◆ Document extract ◆
○ ○ ○ ○

Uber's CTO spent his entire 2026 AI budget by April. The licensing check on your desk depends on a counterparty that's running out of money.
The numbers are piling up on one side of the ledger, and they all point the same direction.
Nvidia's VP of deep learning told Axios his team's AI costs now exceed human costs — the first flag. Then Uber's CTO burned a full-year AI budget in under four months. A four-person startup, Swan AI, ran a $113,000 AI bill in a single month. The founder posted it on LinkedIn as proof the company was "really ahead in the AI race."
Morgan Stanley tallied $740 billion in global tech capex announced for 2026, up 69% from 2025. Revenue isn't keeping pace.
OpenAI missed user and revenue targets. CFO Sarah Friar warned the company might not be able to pay for future computing contracts. Microsoft is already pushing developers off Anthropic's Claude Code onto its own Copilot CLI — officially about convergence, but sources told The Verge the decision is financial, aimed at making opex look reasonable before the June quarter close.
Every publisher licensing check depends on the AI company that writes it having cash. When the cost line breaks before the revenue line catches up, publisher licensing is a discretionary line item. Discretionary spending gets cut before compute contracts do.
Who pays whom is only half the story. Who can pay is the other half — and that half is deteriorating faster than most term sheets assume.

○ ○ ○ ○

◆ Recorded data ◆
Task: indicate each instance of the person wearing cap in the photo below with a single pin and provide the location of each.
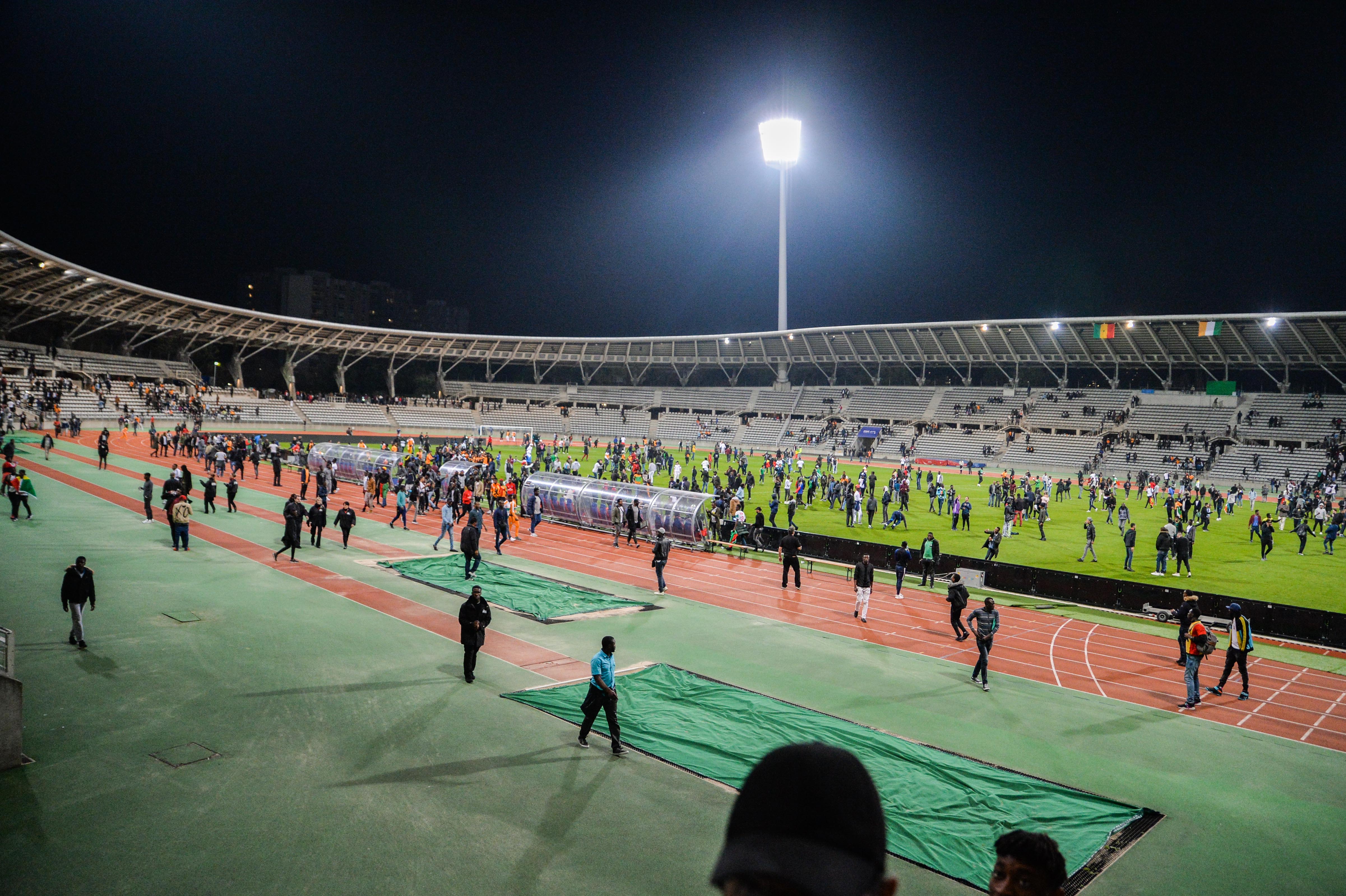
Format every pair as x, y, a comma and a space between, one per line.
661, 549
808, 820
473, 619
602, 695
1240, 645
863, 589
1028, 864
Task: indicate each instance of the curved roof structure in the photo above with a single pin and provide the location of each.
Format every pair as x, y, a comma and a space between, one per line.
41, 286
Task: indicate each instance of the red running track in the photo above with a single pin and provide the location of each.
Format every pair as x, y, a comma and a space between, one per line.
1287, 701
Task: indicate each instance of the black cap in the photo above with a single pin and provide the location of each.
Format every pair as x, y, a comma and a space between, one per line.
811, 816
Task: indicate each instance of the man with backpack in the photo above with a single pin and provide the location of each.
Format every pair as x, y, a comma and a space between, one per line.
901, 557
661, 557
1240, 645
1201, 643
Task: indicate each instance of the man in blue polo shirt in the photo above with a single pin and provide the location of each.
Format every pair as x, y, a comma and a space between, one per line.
602, 696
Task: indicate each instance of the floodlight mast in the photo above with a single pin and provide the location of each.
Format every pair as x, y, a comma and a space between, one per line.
781, 150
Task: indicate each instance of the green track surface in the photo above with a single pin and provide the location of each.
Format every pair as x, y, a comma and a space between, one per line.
944, 812
513, 589
355, 759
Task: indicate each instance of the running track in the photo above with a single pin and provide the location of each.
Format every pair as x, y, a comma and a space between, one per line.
1287, 701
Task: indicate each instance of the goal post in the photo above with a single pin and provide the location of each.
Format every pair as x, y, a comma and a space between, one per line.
505, 435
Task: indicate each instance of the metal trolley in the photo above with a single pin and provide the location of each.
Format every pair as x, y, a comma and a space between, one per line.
589, 502
351, 463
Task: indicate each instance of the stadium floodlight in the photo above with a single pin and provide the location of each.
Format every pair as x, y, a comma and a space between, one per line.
781, 142
781, 151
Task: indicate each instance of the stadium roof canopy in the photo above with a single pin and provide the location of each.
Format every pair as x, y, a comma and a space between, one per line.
37, 286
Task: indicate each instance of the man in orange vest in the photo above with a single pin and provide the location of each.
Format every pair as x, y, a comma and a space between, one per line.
1197, 638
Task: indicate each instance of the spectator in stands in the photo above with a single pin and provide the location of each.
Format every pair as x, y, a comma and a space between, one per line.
808, 820
1028, 864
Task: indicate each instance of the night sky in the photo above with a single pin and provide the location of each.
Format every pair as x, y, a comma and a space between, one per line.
583, 172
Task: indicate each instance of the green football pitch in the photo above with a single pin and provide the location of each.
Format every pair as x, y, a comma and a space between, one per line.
1224, 559
351, 757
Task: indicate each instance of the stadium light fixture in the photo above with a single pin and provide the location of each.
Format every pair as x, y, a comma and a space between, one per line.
781, 151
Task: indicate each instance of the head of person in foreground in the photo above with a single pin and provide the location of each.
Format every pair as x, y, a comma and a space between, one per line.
807, 823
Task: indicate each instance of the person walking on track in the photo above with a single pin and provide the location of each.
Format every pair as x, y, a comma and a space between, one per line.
984, 622
446, 525
147, 492
470, 543
929, 557
346, 521
901, 557
863, 587
661, 557
473, 619
1240, 645
618, 518
294, 516
602, 695
77, 590
1197, 650
958, 603
788, 552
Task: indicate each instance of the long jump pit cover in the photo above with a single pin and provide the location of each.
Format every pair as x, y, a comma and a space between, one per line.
944, 811
513, 589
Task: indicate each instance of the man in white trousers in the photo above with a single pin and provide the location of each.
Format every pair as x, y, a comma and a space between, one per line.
863, 586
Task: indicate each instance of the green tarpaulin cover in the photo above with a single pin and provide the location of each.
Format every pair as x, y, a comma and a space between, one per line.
944, 812
505, 587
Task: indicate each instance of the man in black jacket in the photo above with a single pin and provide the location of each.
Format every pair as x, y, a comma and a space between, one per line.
473, 619
863, 587
901, 557
345, 521
661, 557
317, 522
470, 543
76, 590
958, 603
788, 552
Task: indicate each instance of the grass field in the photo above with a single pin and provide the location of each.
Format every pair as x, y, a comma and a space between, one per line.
1224, 560
355, 759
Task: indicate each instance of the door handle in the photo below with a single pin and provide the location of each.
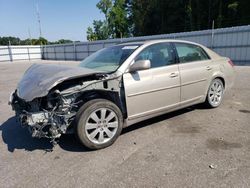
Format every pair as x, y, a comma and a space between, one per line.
173, 74
209, 68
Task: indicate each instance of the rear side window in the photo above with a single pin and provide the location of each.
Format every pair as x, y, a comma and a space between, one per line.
160, 55
190, 53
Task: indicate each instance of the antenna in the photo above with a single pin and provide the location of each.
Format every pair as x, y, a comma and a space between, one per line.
38, 19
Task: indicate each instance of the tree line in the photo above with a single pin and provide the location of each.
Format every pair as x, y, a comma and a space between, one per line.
125, 18
40, 41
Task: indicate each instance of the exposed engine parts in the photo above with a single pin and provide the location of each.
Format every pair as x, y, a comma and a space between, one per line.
53, 115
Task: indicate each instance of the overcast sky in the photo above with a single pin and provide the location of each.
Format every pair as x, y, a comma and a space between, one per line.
59, 18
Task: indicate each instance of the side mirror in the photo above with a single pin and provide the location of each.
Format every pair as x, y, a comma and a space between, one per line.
140, 65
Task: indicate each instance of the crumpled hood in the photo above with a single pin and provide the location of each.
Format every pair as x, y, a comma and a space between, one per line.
40, 78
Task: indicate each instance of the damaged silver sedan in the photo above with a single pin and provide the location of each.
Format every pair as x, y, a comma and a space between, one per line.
119, 86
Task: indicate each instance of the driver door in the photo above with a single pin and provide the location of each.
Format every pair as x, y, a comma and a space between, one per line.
155, 90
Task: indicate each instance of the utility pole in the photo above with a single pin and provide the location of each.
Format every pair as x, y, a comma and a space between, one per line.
212, 42
39, 20
29, 36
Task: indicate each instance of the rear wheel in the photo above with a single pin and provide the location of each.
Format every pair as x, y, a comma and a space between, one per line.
215, 93
99, 123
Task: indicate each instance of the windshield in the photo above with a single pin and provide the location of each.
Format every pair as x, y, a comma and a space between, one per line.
109, 59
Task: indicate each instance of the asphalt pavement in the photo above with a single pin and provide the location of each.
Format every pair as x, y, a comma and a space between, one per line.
193, 147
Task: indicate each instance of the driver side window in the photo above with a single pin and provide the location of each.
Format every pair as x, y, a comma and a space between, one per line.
159, 55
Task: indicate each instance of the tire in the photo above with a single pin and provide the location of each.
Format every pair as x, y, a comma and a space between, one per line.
99, 122
215, 93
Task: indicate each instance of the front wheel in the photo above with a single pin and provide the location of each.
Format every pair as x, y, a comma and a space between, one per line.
98, 123
215, 93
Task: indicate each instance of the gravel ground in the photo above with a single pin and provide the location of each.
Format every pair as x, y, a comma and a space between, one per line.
193, 147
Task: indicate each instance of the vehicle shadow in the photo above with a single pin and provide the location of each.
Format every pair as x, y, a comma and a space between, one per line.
16, 137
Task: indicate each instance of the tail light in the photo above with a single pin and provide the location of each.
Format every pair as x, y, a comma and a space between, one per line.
230, 62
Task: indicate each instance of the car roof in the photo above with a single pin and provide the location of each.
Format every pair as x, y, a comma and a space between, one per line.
158, 41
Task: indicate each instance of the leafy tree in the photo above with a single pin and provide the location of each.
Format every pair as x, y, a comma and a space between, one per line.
115, 23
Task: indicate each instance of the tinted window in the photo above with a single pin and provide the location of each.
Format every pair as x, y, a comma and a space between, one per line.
159, 55
190, 53
109, 59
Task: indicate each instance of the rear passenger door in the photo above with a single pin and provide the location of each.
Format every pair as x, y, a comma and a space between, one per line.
195, 68
156, 89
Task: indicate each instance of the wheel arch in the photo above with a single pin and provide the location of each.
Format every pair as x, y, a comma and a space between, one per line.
113, 96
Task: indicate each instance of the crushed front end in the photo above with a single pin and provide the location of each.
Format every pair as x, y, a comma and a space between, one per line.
48, 116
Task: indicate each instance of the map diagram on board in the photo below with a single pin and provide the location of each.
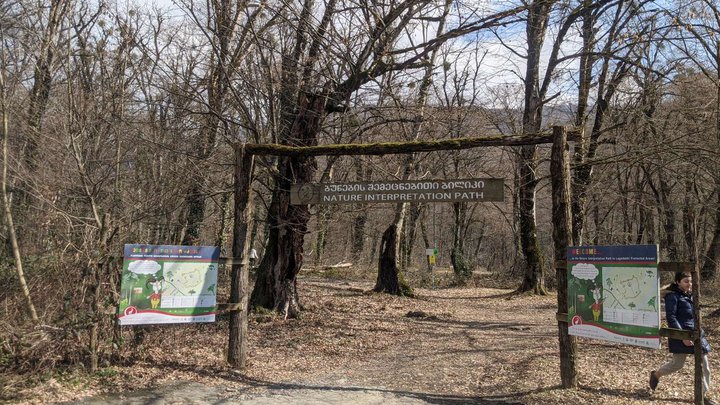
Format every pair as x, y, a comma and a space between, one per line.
189, 285
630, 296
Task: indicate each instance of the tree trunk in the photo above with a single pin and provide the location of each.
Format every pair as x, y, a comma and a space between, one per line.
534, 276
710, 264
562, 238
461, 267
7, 204
389, 279
275, 285
414, 212
239, 282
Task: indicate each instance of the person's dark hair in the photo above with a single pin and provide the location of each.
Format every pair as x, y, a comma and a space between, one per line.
681, 275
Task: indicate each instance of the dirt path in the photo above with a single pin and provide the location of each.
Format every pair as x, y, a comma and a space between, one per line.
450, 346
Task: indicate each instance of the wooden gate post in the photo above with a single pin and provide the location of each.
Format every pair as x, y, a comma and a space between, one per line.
239, 280
562, 235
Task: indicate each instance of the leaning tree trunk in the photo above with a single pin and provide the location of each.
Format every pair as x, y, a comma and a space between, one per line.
275, 287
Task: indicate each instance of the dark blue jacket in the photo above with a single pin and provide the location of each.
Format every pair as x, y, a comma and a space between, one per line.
679, 315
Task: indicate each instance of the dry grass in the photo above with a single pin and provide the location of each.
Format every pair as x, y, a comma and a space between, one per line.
468, 342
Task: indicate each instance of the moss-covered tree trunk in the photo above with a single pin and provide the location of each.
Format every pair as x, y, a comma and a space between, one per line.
275, 287
461, 267
390, 279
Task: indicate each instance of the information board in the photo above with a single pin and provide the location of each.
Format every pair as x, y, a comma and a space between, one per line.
168, 284
614, 293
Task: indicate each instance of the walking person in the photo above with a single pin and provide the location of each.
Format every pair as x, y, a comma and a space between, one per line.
679, 315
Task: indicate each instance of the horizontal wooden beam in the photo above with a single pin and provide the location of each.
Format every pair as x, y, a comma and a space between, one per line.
393, 148
228, 307
676, 267
229, 261
677, 333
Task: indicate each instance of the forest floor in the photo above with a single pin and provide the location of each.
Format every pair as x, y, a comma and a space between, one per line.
447, 346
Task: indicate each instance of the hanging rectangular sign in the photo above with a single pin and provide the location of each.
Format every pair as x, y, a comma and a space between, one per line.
614, 293
168, 284
469, 190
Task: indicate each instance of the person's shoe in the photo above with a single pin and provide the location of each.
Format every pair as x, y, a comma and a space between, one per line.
653, 380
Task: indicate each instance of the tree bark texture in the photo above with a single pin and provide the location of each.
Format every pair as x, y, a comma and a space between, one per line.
534, 274
239, 282
389, 279
562, 238
283, 258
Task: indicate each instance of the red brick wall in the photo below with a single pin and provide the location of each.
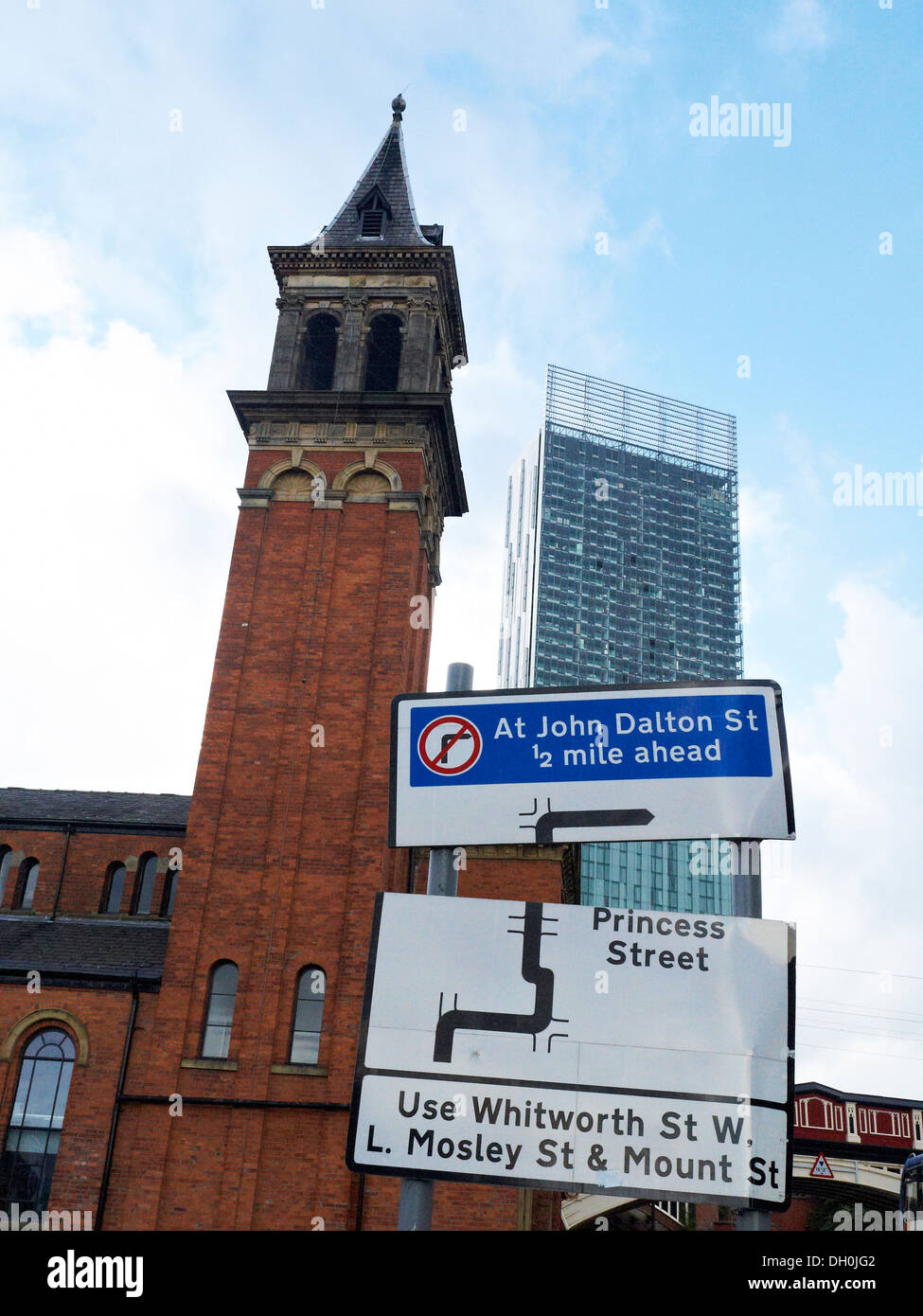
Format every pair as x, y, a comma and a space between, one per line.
286, 849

○ ○ ○ ○

Reproduce the text on AI spending word for word, from "Uber's CTO spent" up to and including "isn't keeping pace.". These rows have no connection to the text on AI spending.

Uber's CTO spent his entire 2026 AI budget by April. The licensing check on your desk depends on a counterparty that's running out of money.
The numbers are piling up on one side of the ledger, and they all point the same direction.
Nvidia's VP of deep learning told Axios his team's AI costs now exceed human costs — the first flag. Then Uber's CTO burned a full-year AI budget in under four months. A four-person startup, Swan AI, ran a $113,000 AI bill in a single month. The founder posted it on LinkedIn as proof the company was "really ahead in the AI race."
Morgan Stanley tallied $740 billion in global tech capex announced for 2026, up 69% from 2025. Revenue isn't keeping pace.